What you need to do - Reproduce the rows from the start through the line containing "91 40 L 99 46", both ends included and requests kept in place. Shift every coordinate in the answer paths by adding 114, and leave the requests and their sample outputs unchanged.

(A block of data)

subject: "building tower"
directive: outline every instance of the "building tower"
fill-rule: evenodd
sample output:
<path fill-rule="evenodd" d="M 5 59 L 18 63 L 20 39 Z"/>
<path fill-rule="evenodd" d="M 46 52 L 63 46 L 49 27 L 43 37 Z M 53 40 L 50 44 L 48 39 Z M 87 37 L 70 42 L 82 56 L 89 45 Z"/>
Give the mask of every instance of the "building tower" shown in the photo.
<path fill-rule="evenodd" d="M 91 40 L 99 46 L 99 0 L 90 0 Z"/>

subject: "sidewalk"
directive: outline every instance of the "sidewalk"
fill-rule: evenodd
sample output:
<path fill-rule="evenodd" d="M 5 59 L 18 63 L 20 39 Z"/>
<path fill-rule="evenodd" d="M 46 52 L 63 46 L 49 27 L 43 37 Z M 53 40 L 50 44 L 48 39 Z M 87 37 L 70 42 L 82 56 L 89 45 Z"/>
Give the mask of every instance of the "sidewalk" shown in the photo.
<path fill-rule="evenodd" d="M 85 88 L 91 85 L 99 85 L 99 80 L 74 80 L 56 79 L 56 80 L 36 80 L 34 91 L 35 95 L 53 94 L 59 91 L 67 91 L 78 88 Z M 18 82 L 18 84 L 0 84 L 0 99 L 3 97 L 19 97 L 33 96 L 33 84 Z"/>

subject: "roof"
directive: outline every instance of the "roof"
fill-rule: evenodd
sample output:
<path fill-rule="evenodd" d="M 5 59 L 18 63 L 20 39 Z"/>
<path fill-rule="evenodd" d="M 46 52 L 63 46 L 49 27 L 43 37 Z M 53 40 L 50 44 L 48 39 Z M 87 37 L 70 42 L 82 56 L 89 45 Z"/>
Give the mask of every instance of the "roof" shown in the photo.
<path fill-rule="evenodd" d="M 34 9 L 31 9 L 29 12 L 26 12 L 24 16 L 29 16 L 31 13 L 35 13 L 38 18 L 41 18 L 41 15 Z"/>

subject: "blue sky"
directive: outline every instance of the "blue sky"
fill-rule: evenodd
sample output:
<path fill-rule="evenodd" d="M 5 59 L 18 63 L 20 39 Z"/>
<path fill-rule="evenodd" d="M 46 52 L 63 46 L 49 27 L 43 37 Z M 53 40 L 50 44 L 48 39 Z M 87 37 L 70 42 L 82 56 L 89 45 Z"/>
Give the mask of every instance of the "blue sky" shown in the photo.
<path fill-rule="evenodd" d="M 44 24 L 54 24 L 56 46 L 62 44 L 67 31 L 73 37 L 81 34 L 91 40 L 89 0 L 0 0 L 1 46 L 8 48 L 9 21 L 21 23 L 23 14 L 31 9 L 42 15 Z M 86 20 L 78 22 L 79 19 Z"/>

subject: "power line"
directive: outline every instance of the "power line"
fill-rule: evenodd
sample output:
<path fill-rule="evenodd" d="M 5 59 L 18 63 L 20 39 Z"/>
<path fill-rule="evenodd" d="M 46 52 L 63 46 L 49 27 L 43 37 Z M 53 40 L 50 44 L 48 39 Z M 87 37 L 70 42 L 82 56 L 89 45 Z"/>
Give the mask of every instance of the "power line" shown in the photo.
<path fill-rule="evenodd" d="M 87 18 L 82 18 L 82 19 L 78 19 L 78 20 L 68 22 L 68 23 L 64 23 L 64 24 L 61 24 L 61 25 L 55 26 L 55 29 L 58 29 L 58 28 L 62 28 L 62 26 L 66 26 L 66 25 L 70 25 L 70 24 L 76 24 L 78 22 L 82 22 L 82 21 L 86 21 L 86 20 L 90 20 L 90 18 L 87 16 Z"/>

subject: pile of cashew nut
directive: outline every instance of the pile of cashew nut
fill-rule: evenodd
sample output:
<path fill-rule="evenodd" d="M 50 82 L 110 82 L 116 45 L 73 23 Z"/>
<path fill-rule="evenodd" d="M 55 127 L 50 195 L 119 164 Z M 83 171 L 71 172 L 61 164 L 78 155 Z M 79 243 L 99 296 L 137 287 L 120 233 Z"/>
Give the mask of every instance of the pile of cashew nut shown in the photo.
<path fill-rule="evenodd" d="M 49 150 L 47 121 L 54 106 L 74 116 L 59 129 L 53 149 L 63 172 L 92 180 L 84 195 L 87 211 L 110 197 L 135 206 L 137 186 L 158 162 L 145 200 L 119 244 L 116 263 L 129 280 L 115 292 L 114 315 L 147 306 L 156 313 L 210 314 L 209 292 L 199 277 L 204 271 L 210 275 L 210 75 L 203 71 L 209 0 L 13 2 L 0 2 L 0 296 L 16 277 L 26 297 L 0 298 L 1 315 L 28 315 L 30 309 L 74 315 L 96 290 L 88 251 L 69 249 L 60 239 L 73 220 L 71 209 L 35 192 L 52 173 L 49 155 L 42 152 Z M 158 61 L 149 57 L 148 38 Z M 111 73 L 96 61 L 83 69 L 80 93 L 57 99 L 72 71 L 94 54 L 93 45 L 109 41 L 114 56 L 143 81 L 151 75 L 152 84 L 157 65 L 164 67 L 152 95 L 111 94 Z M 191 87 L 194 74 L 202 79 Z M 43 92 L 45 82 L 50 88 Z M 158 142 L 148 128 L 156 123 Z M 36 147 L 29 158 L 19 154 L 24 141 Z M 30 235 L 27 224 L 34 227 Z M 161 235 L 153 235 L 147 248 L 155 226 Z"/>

Solution to this problem -
subject: "building tower"
directive: outline every instance of the "building tower"
fill-rule: evenodd
sample output:
<path fill-rule="evenodd" d="M 5 59 L 18 63 L 20 39 Z"/>
<path fill-rule="evenodd" d="M 46 52 L 63 46 L 49 27 L 43 37 Z M 53 40 L 50 44 L 48 39 Z M 87 37 L 70 42 L 82 56 L 89 45 Z"/>
Give the mask of every instance of the "building tower" shown in the photo.
<path fill-rule="evenodd" d="M 205 154 L 213 160 L 213 114 L 204 114 Z"/>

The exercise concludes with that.